> _WHAT YOU WILL DO_
Retype the following records exactly and exclude the pictures.

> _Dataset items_
+ + + + + + +

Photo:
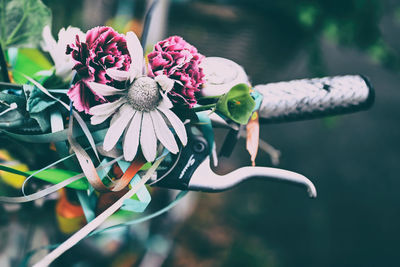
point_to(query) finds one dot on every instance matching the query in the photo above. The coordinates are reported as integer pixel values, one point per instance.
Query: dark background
(352, 159)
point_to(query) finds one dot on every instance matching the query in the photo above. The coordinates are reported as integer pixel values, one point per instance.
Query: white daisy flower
(142, 115)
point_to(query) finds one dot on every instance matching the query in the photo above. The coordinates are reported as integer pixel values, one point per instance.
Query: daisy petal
(103, 89)
(135, 51)
(148, 140)
(176, 124)
(119, 75)
(94, 120)
(163, 133)
(165, 102)
(117, 126)
(165, 82)
(106, 108)
(131, 137)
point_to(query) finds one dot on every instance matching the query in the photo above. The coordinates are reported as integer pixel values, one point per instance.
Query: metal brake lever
(192, 172)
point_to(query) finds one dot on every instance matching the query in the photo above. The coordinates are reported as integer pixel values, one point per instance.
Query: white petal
(148, 140)
(117, 126)
(104, 90)
(106, 108)
(94, 120)
(119, 75)
(176, 124)
(163, 133)
(165, 82)
(131, 137)
(165, 102)
(135, 51)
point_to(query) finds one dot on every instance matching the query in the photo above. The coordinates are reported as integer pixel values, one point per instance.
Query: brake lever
(192, 172)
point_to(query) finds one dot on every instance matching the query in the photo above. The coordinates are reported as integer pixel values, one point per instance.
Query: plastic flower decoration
(63, 63)
(142, 110)
(102, 49)
(177, 59)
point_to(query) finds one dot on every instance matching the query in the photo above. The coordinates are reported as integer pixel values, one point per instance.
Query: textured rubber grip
(313, 98)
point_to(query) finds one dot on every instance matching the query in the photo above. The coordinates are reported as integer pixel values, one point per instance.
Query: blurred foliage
(21, 22)
(302, 24)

+ + + + + + +

> _PROBLEM SOLUTION_
Photo:
point_to(query) finds one dot on every instance matching the query in the photo above. The coordinates are reported as integer pixel values, one point per instance.
Query: dark background
(352, 159)
point_to(query) finds one dot on every instance matching the query in the photo above. The coordinates are reported as integer pixel values, one point per instance.
Query: white daisy flower
(142, 115)
point_to(query) finds one dot on every instance matching the query in the photo above. The coordinates are reported as integer pixel values, one point per instance.
Query: daisy petal
(103, 89)
(135, 51)
(148, 140)
(176, 124)
(119, 75)
(94, 120)
(163, 133)
(165, 102)
(117, 126)
(165, 82)
(106, 108)
(131, 137)
point_to(query) finds one dot on every instance matching the query in the photo above. The coordinates are reported as integer pixel values, one point per instance.
Query: metal brake lever
(192, 172)
point_to(query) finds one dot on every instance matching the query in the photo above. The coordinates are reported as integer pixel values, one point per instance.
Query: white petal
(148, 140)
(117, 126)
(104, 90)
(106, 108)
(94, 120)
(119, 75)
(176, 124)
(163, 133)
(165, 82)
(131, 137)
(165, 102)
(135, 51)
point_to(query) finds one dot on every instance matching the query in the photo above. The coordinates are reported as integer pixel values, one point per instance.
Query: brake lever
(192, 172)
point_to(query) finds one dot on every instance matching the query in the photo above. The coordinates are reported as integer pixel values, one point per instance.
Query: plastic flower decoration
(63, 63)
(142, 110)
(102, 49)
(177, 59)
point_to(query) finds one dot on every instance matching the query in the photo above. The coordinates are reported as integer pixel values, one point per instance.
Query: textured rubber grip
(313, 98)
point_to(query) finds one dot on every instance matching the query in the photo above. The coordinates are reported as integer pixel values, one point per instance.
Query: blurred foliage
(21, 22)
(302, 24)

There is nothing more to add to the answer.